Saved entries
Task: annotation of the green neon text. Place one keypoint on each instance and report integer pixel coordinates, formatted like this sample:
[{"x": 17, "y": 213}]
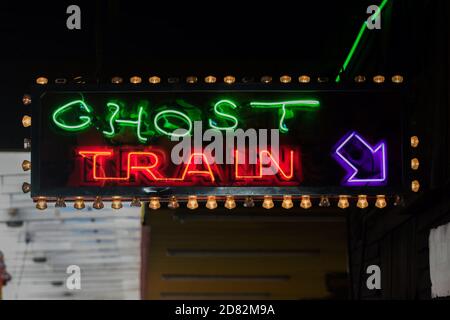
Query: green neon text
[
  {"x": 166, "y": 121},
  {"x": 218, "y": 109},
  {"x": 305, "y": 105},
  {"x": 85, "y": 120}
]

...

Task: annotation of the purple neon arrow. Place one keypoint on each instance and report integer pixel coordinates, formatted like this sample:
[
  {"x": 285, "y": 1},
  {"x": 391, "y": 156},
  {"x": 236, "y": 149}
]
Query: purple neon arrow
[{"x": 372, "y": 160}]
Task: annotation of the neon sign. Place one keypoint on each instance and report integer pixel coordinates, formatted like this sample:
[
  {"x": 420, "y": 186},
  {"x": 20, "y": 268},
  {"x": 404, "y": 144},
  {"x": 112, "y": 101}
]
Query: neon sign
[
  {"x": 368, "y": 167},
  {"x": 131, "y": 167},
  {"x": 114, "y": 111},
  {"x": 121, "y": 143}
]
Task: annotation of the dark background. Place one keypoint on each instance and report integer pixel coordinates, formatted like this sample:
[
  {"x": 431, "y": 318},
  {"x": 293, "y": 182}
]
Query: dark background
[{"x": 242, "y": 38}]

--

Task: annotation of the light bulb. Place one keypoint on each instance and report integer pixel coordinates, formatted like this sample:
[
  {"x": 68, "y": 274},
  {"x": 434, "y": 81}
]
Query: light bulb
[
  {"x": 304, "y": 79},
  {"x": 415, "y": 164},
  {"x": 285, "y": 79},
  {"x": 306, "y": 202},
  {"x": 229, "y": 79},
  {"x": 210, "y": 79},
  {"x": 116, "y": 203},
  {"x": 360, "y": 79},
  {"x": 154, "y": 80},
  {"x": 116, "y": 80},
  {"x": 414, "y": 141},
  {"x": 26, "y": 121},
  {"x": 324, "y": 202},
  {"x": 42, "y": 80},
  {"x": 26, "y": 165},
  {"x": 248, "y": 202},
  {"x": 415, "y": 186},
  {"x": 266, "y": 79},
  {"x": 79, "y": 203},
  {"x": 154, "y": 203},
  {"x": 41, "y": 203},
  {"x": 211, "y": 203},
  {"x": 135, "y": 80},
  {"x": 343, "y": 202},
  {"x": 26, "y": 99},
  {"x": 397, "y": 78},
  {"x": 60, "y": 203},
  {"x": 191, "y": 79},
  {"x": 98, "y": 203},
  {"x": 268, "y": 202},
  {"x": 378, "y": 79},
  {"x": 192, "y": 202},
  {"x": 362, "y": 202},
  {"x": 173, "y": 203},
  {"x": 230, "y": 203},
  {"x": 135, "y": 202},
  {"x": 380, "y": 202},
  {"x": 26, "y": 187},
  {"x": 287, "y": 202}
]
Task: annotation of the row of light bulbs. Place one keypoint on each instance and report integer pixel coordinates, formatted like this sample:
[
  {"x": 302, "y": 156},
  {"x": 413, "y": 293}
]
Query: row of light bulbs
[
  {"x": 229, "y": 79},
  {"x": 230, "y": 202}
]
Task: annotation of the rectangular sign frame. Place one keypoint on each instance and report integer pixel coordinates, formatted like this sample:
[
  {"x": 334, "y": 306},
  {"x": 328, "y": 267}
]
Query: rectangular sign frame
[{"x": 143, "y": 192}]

Problem requirements> Each line in the data that holds the string "formatted" should be found and copied.

Result of the exercise>
Task: annotation of the green neon text. Place one keypoint on each instance and report integer pixel coordinates, formatted like this sample:
Task: annotation of the purple neon arrow. Place one keypoint on each instance and report integer pixel coordinates, formatted like this sample:
Task: annotation of the neon sign. Place one keypoint on each instance and report integer pixel coordinates, formatted like this sample:
Task: annotation of the dark background. Place one keypoint on each instance and report integer pixel coordinates, formatted like this sample:
Task: annotation of the light bulb. Place one keypoint on each instance and report integer pixel coordinates, formatted like this sample:
Task: annotation of the row of light bulbs. Place one keypoint on each instance and report integer pixel coordinates, formatted like this sample:
Task: annotation of the rectangular sign frame. Place one keypoint on each instance and report integer pixel coordinates, formatted like this sample:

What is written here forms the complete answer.